Boris Johnson is 'the most accomplished liar in public life', says ex-cabinet colleague 1 year ago

Boris Johnson is 'the most accomplished liar in public life', says ex-cabinet colleague

Rory Stewart has gone in on the Prime Minister

Boris Johnson has been labelled 'the most accomplished liar in public life' by Rory Stewart, a former cabinet colleague who lost out to Johnson in the Tory leadership contest.


Writing in a review of The Gambler, Tom Bower's biography of Boris Johnson, Stewart said the Prime Minister was lacking in the moral virtues you would typically find in a politician of his standing.

"Johnson is … the most accomplished liar in public life - perhaps the best liar ever to serve as prime minister," Stewart said.

Stewart, who left the Conservative Party in 2019, disagreed with the author's favourable impression of Johnson.


"He [Johnson] has mastered the use of error, omission, exaggeration, diminution, equivocation and flat denial. He has perfected casuistry, circumlocution, false equivalence and false analogy.

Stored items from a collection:
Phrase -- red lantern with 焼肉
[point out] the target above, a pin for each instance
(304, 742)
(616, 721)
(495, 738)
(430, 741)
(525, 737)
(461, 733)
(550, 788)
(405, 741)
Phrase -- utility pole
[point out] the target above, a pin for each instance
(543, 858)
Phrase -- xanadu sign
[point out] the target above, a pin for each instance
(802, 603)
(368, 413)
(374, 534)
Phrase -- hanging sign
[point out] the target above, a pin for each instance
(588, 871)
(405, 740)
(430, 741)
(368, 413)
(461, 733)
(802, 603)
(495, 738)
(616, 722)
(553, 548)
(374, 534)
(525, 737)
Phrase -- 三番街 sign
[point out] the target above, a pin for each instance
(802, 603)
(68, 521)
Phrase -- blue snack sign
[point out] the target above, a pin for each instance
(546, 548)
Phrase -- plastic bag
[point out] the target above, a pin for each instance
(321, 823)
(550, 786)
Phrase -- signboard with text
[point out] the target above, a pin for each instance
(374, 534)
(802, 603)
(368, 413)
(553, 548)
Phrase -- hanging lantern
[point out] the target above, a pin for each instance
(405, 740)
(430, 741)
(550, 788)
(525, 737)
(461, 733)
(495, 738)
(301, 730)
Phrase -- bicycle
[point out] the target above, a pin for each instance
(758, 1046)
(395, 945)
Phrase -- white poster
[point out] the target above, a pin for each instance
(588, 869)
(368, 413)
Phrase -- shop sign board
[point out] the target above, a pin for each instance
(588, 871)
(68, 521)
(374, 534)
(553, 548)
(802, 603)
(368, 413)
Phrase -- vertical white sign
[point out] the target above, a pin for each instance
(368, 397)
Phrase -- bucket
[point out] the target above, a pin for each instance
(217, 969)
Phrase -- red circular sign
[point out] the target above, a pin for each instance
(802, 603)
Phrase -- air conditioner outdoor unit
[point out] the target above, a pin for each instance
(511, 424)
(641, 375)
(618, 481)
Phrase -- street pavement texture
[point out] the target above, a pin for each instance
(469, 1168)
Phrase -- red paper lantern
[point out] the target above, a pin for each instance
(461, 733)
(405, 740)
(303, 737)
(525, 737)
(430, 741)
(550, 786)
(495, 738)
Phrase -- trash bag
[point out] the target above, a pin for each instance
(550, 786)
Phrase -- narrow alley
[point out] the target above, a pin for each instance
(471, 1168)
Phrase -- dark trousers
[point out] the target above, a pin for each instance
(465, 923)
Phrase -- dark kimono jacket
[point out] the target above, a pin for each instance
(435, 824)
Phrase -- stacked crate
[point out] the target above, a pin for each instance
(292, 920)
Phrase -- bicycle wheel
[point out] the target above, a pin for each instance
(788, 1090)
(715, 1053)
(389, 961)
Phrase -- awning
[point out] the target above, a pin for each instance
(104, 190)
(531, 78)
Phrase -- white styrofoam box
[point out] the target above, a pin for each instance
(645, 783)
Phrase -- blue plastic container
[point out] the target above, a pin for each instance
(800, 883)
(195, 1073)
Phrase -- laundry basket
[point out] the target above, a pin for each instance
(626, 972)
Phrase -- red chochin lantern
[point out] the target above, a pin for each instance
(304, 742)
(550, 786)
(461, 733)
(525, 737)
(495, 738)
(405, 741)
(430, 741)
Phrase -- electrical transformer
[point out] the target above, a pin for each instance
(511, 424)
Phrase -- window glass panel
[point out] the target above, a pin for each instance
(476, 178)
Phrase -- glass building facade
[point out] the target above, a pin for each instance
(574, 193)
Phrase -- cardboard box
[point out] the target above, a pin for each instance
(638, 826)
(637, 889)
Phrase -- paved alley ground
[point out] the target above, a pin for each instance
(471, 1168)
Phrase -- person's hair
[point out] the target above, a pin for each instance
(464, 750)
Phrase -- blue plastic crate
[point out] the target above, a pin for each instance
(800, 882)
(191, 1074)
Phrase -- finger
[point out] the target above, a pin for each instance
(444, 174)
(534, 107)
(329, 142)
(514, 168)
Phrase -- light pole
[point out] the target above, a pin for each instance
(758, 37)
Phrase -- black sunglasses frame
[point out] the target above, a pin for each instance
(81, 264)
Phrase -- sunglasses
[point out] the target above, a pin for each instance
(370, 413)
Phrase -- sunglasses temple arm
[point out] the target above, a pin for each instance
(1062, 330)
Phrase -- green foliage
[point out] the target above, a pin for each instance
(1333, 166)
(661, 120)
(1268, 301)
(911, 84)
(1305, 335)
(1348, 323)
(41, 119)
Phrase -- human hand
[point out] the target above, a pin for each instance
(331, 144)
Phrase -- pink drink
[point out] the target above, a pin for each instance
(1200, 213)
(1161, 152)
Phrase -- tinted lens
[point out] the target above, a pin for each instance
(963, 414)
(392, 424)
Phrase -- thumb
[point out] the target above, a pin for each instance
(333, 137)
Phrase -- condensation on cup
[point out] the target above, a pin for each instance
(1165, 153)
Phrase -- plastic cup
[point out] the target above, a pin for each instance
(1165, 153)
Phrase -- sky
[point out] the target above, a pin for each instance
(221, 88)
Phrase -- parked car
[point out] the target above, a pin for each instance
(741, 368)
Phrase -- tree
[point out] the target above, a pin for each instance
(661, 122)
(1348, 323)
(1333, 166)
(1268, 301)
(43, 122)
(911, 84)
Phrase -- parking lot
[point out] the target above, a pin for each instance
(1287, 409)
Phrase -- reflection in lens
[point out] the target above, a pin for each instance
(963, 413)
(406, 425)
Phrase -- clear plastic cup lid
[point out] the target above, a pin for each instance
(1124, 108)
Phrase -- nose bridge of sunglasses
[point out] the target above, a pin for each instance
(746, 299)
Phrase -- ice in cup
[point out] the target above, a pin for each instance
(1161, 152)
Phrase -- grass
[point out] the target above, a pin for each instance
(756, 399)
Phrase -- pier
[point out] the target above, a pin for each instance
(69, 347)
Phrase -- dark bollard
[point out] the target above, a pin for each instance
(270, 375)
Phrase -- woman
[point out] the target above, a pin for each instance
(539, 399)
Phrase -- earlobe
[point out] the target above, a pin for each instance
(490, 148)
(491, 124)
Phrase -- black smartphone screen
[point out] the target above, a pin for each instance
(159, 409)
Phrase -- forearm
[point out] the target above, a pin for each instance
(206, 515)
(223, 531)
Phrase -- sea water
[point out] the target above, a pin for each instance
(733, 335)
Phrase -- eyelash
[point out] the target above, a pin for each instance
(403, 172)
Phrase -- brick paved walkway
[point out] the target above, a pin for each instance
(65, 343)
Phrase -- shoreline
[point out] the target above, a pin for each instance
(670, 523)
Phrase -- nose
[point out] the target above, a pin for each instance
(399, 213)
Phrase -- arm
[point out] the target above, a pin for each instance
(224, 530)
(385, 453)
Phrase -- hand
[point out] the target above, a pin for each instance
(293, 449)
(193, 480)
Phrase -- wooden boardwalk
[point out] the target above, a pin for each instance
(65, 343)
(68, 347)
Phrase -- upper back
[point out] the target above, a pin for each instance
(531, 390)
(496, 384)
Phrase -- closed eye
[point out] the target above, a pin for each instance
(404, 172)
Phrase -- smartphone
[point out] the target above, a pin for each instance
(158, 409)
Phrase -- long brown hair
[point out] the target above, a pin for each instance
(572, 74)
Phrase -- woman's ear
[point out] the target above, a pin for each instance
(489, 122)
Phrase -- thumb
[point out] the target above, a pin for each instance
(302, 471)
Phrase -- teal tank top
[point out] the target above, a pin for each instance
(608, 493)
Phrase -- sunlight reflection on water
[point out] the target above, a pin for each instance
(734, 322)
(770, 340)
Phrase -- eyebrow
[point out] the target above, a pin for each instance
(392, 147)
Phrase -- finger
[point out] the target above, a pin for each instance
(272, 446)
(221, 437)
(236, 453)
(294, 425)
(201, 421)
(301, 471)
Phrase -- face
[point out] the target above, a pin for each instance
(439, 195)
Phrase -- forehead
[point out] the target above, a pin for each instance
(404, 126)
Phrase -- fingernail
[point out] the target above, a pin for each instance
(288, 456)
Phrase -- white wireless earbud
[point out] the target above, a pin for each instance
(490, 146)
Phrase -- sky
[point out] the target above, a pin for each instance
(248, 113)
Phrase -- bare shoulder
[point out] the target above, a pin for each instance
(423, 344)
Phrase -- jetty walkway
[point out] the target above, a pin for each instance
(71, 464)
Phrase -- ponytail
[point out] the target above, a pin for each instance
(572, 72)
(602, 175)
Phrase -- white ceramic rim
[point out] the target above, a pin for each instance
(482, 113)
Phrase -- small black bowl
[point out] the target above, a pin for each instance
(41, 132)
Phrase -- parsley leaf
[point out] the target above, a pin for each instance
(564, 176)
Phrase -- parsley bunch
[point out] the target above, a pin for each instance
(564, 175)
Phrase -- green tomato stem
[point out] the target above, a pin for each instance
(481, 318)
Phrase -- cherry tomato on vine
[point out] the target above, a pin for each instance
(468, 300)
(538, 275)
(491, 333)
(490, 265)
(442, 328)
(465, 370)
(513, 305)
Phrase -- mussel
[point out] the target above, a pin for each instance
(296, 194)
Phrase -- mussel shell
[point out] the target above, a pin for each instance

Instructions to follow -
Answer these questions about the article on Rory Stewart's remarks about Boris Johnson:
1. What is the title of the Tom Bower biography that Stewart reviewed?
2. In which year did Stewart leave the Conservative Party?
3. In which contest did Stewart lose out to Johnson?

Answer to this exercise -
1. The Gambler
2. 2019
3. The Tory leadership contest